(Entries from a set of point annotations)
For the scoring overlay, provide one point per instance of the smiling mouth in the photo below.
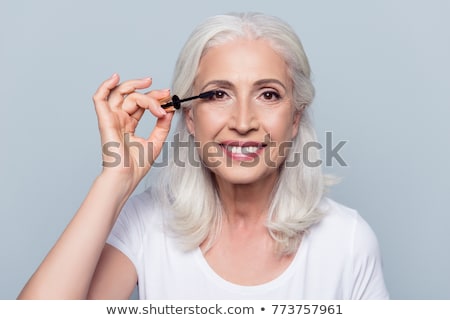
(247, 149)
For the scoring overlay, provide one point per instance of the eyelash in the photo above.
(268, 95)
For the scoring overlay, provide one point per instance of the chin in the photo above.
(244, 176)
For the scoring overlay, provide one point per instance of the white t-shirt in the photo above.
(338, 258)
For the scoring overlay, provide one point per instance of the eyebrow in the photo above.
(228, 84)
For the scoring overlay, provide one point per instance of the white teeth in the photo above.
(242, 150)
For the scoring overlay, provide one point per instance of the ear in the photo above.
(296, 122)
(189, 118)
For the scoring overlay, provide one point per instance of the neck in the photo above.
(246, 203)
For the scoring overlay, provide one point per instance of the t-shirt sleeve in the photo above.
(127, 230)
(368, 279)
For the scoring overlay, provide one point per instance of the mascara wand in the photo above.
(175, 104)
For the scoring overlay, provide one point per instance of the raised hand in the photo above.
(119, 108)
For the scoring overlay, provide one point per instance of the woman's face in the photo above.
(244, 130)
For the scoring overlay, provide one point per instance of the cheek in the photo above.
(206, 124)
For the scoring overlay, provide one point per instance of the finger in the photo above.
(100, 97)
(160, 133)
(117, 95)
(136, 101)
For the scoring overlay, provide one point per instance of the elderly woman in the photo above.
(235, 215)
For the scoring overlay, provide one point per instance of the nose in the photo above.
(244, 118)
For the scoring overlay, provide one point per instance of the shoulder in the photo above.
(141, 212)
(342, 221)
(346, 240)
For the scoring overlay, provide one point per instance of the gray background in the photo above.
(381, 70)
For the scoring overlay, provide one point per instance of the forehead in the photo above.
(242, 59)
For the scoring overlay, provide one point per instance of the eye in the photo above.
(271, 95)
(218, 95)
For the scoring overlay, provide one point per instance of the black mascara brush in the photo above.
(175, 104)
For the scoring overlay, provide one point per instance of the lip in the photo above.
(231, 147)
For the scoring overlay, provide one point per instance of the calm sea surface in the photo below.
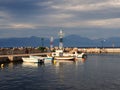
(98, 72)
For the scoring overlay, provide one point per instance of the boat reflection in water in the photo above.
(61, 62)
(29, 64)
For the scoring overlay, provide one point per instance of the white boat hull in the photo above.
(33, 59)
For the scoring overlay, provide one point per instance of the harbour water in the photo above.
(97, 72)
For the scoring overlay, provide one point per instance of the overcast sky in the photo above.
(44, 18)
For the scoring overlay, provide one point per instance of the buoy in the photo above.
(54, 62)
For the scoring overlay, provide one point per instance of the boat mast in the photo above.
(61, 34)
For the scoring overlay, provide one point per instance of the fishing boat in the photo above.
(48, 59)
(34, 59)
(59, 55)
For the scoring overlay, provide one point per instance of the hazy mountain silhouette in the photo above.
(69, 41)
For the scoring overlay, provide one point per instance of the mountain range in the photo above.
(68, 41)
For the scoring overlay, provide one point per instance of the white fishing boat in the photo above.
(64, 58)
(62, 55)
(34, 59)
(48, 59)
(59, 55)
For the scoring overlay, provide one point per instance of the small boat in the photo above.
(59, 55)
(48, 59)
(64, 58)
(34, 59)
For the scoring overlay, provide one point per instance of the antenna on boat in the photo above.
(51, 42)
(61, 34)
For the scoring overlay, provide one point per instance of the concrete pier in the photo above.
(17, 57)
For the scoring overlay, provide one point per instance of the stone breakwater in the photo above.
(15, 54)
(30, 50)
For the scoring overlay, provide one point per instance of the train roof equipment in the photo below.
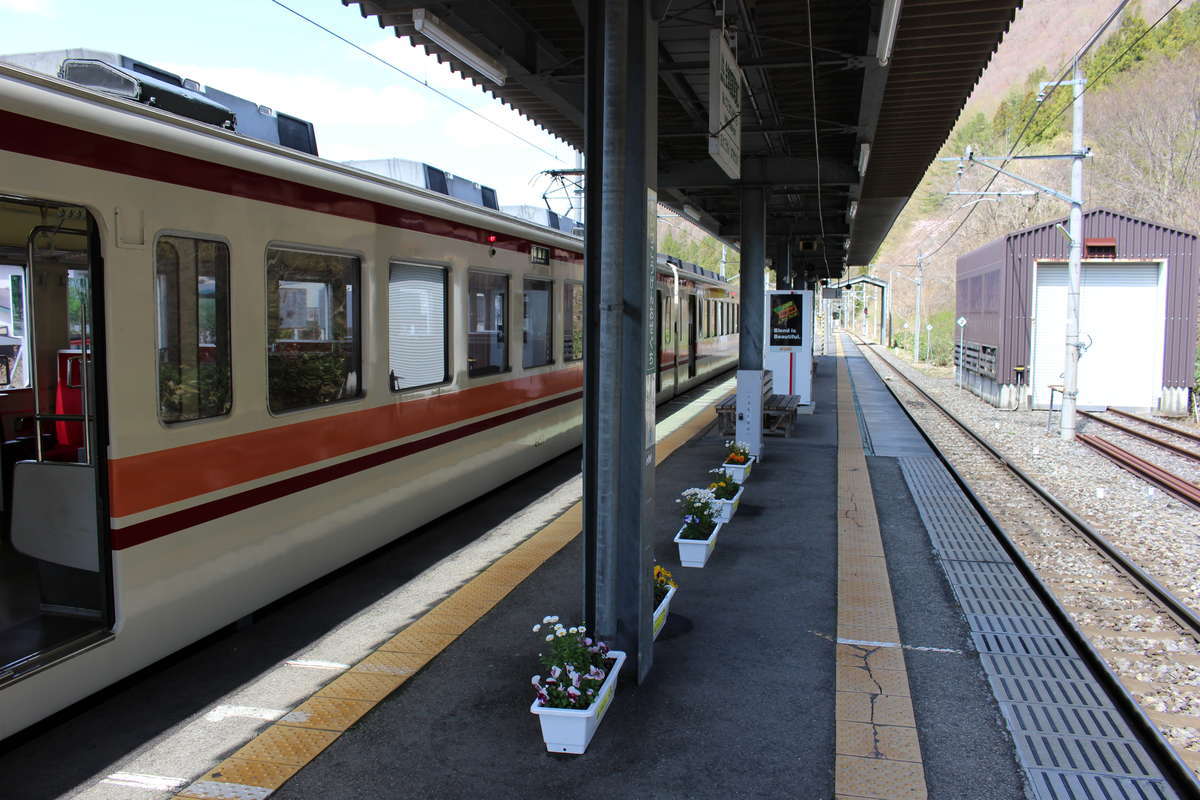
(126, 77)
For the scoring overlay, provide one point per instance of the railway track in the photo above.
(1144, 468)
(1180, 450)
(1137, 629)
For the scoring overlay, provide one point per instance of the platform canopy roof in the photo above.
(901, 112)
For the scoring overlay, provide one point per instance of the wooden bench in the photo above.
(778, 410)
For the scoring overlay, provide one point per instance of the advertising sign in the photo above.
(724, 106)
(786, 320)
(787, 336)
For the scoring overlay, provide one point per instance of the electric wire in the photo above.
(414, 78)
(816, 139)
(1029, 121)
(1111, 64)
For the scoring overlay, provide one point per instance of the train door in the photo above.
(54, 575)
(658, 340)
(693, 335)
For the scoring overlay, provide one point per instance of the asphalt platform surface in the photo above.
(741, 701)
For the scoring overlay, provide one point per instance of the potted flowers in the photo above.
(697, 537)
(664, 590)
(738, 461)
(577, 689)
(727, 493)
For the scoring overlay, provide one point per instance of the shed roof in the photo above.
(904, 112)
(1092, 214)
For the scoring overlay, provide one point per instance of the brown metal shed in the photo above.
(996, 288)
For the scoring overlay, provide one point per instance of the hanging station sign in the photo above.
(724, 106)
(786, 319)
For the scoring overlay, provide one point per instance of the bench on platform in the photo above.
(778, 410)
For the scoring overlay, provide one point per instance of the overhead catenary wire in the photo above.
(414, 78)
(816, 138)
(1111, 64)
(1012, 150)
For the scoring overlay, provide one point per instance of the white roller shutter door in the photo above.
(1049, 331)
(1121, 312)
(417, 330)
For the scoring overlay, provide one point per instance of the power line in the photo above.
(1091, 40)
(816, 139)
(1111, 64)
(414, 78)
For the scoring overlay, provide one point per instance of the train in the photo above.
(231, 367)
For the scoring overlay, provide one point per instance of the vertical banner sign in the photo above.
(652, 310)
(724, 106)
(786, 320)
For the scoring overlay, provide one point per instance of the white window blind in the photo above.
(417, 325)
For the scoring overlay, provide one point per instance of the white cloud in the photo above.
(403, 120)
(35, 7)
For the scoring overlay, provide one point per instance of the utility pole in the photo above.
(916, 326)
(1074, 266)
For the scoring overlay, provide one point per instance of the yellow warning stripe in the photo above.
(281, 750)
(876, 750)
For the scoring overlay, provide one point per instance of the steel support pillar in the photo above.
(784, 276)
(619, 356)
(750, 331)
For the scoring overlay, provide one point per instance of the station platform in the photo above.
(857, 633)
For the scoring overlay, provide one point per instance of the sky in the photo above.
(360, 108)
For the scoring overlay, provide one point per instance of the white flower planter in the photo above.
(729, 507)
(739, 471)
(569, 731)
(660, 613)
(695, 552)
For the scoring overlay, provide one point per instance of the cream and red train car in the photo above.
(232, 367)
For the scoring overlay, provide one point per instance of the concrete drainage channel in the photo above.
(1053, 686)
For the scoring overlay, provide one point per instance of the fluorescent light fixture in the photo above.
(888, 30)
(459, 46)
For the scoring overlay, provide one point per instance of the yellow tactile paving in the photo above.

==

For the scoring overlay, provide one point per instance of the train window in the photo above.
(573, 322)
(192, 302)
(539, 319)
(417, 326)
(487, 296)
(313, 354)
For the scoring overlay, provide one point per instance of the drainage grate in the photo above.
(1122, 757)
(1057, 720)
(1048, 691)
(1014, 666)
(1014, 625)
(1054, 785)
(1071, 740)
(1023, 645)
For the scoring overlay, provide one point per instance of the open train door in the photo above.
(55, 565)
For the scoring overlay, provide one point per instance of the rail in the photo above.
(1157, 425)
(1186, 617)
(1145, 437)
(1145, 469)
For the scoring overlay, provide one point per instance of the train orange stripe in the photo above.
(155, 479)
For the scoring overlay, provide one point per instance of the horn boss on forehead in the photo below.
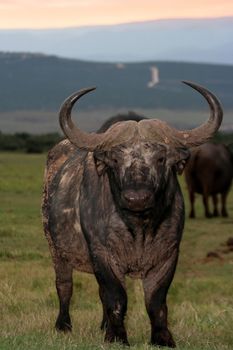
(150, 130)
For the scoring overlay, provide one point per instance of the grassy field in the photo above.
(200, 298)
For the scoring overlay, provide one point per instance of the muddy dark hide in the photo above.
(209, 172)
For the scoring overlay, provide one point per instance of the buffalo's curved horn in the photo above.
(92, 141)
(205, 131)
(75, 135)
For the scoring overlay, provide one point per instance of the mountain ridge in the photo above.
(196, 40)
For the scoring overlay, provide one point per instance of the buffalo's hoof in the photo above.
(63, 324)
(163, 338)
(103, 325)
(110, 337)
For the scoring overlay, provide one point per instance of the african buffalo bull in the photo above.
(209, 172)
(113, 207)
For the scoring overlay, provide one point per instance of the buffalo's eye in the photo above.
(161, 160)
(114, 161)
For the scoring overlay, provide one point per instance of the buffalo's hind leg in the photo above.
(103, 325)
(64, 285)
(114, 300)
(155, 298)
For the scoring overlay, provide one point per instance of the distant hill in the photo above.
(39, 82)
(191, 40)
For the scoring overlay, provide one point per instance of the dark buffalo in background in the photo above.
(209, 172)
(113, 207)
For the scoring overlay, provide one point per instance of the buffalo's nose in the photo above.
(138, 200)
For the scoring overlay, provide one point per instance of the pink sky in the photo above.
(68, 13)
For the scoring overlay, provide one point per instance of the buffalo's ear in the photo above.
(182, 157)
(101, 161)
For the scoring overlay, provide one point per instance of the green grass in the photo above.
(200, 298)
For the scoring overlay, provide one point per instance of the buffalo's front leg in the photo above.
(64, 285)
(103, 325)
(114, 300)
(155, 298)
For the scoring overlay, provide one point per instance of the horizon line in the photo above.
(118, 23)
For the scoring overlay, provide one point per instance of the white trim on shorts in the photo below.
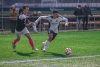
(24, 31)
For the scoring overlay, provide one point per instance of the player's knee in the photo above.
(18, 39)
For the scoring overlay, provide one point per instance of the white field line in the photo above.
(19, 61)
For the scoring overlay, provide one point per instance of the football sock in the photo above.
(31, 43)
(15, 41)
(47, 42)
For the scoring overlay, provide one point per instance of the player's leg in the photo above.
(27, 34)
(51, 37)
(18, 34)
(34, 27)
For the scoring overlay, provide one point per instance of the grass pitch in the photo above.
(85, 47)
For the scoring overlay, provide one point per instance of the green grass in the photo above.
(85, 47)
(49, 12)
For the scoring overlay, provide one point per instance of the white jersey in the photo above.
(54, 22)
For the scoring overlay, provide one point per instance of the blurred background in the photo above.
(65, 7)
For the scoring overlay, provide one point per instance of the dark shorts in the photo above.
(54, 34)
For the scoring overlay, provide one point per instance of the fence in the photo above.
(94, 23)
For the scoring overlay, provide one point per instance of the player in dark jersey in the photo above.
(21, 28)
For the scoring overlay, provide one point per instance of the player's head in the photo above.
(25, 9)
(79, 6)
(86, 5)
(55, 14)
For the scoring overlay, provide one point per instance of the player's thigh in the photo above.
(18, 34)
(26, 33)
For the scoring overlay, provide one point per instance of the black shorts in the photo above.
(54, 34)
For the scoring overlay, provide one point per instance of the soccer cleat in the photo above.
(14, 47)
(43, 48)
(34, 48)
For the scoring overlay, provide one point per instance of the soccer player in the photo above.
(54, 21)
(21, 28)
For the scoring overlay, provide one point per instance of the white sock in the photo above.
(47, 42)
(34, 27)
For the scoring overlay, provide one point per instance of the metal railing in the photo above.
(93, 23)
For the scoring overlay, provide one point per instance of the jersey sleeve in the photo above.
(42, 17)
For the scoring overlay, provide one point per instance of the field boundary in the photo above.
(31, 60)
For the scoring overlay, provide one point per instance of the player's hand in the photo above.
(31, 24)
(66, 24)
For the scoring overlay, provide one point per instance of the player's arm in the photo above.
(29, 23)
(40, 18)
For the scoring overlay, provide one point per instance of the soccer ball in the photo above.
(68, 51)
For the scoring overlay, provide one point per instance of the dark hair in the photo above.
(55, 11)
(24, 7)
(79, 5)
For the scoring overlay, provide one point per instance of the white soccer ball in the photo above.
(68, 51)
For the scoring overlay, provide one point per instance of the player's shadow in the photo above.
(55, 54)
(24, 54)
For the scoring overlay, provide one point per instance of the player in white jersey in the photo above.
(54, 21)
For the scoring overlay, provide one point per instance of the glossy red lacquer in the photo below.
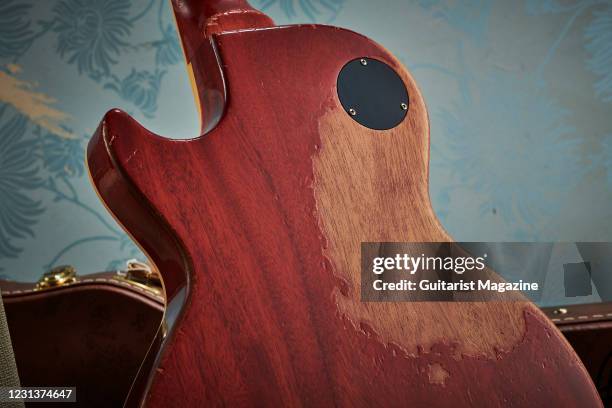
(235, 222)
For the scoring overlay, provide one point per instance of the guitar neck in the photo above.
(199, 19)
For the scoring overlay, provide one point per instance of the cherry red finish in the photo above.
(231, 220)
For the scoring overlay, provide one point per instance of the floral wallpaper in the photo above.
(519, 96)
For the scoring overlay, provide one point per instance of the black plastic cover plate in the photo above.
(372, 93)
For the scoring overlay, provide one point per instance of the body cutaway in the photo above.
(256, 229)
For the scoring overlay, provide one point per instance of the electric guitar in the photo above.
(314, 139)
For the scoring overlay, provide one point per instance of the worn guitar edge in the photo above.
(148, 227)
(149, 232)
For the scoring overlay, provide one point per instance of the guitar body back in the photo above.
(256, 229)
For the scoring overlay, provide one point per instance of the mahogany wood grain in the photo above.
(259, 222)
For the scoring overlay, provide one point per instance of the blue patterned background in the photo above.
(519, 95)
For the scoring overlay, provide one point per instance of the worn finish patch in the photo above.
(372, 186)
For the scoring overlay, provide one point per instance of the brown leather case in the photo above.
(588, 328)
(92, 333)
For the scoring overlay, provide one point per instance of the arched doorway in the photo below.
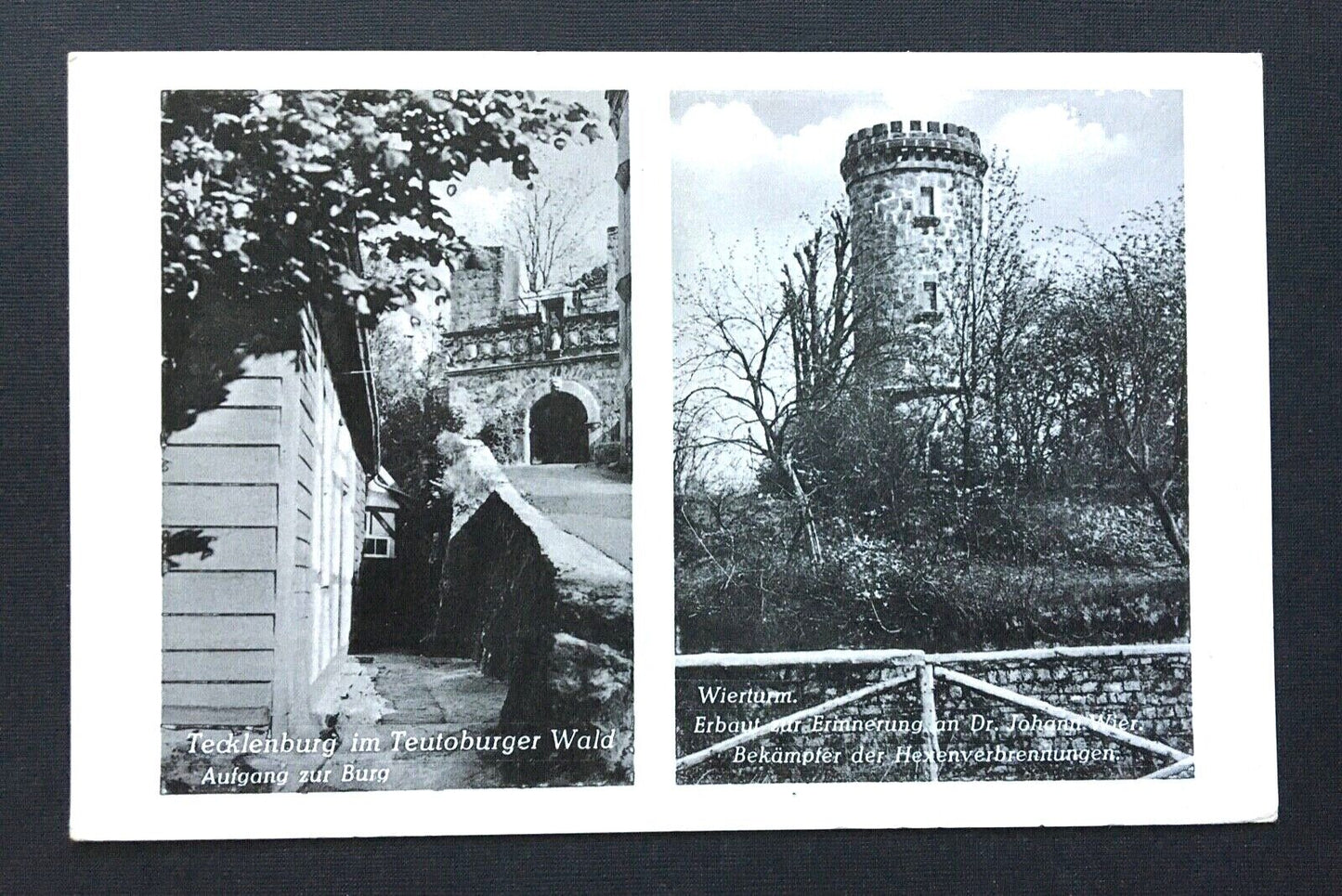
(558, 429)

▸ **Goal of the exercise**: Filter the lines for the word "body" and copy each line that contains it. Case counts.

▸ **Completed task**:
For the scoring overlay, provide one point per instance of the body cutaway in the photo above.
For the scoring overlay, provide one point per instance of the guitar body back in the photo above.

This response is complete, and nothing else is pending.